↓
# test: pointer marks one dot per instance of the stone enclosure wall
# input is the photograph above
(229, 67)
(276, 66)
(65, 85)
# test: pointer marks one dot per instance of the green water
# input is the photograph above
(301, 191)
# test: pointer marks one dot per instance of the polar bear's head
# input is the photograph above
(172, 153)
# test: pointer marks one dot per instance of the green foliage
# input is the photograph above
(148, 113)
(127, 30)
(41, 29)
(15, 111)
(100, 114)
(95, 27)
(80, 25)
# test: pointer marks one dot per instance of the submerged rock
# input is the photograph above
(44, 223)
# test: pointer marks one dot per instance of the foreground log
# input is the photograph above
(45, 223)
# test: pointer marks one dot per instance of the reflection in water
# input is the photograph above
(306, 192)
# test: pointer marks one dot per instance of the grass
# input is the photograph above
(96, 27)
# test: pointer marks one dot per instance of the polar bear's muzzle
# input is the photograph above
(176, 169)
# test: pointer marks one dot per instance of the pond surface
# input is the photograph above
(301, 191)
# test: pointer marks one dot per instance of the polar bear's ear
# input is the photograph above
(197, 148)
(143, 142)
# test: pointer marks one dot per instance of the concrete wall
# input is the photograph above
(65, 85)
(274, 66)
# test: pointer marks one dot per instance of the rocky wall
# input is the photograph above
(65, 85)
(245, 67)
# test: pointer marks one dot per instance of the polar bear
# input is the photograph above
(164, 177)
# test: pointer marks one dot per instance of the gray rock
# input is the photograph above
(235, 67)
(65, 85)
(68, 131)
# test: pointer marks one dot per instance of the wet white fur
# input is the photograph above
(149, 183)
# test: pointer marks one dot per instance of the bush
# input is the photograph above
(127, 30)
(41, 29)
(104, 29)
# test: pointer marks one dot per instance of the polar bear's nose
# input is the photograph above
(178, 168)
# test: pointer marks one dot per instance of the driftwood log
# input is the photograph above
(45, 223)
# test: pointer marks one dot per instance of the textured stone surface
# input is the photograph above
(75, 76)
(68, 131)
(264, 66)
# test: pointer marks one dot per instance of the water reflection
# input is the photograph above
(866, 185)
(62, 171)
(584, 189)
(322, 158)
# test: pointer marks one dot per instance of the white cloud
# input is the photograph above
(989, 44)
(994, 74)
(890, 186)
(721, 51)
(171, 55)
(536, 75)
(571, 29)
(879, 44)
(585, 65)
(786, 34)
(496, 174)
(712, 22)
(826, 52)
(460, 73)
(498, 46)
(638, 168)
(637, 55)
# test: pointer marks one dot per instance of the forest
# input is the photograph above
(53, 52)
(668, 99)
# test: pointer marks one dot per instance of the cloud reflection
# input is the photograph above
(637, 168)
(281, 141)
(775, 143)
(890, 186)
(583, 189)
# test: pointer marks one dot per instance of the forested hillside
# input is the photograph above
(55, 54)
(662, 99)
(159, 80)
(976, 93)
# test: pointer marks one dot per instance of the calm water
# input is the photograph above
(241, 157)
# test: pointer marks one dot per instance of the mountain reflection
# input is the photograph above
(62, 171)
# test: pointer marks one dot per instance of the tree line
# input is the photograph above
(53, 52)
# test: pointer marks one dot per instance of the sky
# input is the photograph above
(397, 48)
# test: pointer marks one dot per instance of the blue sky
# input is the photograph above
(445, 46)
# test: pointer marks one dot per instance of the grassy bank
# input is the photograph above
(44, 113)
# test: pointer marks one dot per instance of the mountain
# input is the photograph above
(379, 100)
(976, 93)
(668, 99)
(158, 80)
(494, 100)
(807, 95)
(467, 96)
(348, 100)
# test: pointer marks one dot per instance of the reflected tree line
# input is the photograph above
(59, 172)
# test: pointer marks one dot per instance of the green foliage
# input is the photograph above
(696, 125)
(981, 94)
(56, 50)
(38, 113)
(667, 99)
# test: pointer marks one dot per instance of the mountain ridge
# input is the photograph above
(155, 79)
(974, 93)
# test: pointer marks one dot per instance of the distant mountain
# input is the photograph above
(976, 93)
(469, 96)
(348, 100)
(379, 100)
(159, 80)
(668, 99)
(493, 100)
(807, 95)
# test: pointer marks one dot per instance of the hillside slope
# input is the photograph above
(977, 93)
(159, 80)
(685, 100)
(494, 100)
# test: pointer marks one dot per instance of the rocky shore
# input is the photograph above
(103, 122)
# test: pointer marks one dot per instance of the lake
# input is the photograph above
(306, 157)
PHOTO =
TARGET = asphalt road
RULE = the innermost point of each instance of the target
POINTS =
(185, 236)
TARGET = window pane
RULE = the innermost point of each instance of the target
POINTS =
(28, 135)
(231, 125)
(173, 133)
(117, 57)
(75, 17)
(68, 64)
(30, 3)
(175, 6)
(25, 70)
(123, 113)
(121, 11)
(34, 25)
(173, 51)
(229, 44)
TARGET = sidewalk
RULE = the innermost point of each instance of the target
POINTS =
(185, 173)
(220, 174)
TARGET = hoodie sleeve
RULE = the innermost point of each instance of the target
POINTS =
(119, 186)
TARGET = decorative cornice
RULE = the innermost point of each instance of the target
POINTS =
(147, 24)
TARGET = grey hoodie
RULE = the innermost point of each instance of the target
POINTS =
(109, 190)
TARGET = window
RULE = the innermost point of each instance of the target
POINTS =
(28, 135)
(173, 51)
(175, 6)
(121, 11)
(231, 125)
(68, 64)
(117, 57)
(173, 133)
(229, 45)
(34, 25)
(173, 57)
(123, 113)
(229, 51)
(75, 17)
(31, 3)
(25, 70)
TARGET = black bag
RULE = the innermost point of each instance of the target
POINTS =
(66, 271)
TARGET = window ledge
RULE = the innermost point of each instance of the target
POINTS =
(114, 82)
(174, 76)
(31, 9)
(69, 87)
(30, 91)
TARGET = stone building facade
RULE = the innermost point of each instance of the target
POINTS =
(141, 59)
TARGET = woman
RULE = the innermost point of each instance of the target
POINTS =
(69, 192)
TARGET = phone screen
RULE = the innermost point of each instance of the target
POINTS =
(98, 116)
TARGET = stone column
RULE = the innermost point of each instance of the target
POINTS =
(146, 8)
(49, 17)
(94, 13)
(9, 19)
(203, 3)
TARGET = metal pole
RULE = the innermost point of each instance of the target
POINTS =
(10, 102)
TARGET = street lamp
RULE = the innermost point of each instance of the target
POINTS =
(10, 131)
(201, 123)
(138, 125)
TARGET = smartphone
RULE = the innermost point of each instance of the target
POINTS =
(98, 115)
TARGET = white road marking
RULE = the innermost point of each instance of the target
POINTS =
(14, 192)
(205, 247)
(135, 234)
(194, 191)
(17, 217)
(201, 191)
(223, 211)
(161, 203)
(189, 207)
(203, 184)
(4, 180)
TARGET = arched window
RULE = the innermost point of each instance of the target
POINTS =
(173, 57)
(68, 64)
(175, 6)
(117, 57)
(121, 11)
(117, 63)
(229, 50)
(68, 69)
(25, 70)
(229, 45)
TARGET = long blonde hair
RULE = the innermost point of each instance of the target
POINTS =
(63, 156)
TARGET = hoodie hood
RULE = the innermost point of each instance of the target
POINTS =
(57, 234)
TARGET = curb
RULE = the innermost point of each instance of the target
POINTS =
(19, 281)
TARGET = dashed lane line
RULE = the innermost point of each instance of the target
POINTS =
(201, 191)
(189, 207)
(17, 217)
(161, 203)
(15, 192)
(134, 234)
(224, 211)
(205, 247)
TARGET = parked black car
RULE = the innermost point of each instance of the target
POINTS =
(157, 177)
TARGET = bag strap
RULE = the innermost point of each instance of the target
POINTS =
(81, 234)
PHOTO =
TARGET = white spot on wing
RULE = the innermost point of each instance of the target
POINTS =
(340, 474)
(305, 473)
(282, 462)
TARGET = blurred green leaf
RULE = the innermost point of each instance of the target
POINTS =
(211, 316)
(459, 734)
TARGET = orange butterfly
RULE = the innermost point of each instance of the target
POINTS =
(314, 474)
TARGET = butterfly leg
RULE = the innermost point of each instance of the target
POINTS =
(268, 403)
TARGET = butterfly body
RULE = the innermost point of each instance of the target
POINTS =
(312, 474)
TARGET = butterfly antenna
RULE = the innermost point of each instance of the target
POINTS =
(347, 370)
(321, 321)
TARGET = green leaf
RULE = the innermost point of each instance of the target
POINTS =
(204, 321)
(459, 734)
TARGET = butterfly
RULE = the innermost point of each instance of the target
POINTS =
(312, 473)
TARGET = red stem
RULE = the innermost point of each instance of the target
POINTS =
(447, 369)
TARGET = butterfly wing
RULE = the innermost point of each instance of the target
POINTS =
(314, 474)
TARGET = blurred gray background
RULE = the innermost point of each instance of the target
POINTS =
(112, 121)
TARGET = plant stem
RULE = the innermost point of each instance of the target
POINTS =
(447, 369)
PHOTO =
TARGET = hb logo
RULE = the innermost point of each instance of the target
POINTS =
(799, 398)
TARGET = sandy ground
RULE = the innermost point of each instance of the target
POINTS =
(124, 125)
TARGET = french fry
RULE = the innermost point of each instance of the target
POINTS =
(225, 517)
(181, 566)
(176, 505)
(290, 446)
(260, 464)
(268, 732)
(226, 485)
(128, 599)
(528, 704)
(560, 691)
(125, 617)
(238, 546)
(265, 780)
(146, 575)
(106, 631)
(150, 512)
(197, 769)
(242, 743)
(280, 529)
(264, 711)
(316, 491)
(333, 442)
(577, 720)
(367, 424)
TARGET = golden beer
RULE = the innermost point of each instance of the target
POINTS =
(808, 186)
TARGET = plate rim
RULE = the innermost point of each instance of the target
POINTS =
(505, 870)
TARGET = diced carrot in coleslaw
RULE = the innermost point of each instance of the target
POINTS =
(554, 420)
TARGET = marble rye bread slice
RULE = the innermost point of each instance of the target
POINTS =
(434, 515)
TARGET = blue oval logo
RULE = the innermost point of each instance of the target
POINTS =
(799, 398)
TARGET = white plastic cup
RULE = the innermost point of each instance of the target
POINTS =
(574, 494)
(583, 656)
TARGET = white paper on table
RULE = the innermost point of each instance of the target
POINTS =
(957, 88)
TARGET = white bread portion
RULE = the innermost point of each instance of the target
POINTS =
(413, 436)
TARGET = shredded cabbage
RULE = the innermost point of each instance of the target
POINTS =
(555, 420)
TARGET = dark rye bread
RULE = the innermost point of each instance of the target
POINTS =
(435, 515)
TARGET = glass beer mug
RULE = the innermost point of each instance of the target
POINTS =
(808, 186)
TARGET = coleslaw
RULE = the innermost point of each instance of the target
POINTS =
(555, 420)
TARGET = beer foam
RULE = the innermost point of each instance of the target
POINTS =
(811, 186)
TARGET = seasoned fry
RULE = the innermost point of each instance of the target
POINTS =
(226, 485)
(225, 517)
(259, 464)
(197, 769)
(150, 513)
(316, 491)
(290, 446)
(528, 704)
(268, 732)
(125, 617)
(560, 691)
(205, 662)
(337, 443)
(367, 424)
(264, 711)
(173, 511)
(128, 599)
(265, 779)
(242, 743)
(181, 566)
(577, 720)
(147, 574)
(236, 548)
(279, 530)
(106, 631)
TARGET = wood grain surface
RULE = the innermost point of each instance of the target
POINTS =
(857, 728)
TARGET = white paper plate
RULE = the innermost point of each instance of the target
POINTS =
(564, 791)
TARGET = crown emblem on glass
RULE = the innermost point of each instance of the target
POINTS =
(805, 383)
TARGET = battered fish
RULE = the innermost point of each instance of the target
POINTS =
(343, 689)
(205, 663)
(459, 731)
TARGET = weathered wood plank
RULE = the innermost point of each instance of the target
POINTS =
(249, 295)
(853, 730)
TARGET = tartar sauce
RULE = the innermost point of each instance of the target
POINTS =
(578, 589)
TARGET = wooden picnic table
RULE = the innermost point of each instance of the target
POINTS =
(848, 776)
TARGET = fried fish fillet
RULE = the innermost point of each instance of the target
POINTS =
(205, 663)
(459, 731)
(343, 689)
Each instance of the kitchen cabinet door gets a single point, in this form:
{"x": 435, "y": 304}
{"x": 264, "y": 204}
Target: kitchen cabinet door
↑
--- Requirement ---
I'd like the lines above from the one with "TARGET = arched window" up to and including the one with "TARGET = sandy ground" copied exactly, with no other lines.

--- Written answer ---
TARGET = arched window
RULE = the innermost point of each instance of the target
POINTS =
(173, 57)
(68, 64)
(175, 6)
(117, 57)
(121, 11)
(117, 63)
(229, 50)
(68, 69)
(25, 70)
(229, 45)
TARGET = long blonde hair
RULE = the innermost point of each instance of the target
POINTS =
(63, 156)
TARGET = hoodie hood
RULE = the innermost point of each instance of the target
POINTS =
(57, 234)
TARGET = curb
RULE = the innermost point of each instance of the target
POINTS =
(19, 281)
TARGET = dashed lane line
RULE = the innermost point of each instance of the target
POINTS =
(201, 191)
(189, 207)
(17, 217)
(161, 203)
(15, 192)
(134, 234)
(224, 211)
(205, 247)
TARGET = parked black car
RULE = the innermost point of each instance of the target
POINTS =
(157, 177)
TARGET = bag strap
RULE = the innermost point of each instance of the target
POINTS =
(81, 234)
PHOTO =
TARGET = white spot on wing
RULE = the innermost point of each instance of the target
POINTS =
(340, 474)
(305, 473)
(282, 462)
TARGET = blurred green leaf
RULE = the innermost point of each instance of the target
POINTS =
(211, 316)
(459, 734)
TARGET = orange butterfly
RULE = the innermost point of each instance of the target
POINTS =
(314, 474)
TARGET = butterfly leg
RULE = the innermost point of each instance of the target
POINTS =
(268, 403)
TARGET = butterfly body
RULE = the innermost point of each instance of the target
POINTS =
(312, 474)
TARGET = butterfly antenna
RULE = the innermost point of each instance of the target
POINTS =
(347, 370)
(321, 321)
TARGET = green leaf
RULE = the innermost point of each instance of the target
POINTS =
(204, 321)
(459, 734)
TARGET = butterfly
RULE = the innermost point of each instance of the target
POINTS =
(312, 473)
TARGET = red stem
RULE = the innermost point of each instance of the target
POINTS =
(447, 369)
TARGET = butterfly wing
RULE = the innermost point of each instance of the target
POINTS =
(314, 474)
TARGET = blurred gray background
RULE = the innermost point of each instance of the target
POINTS =
(112, 121)
TARGET = plant stem
RULE = the innermost point of each instance of the target
POINTS =
(447, 369)
PHOTO =
TARGET = hb logo
RULE = the innermost point of each instance of the target
POINTS =
(799, 398)
TARGET = sandy ground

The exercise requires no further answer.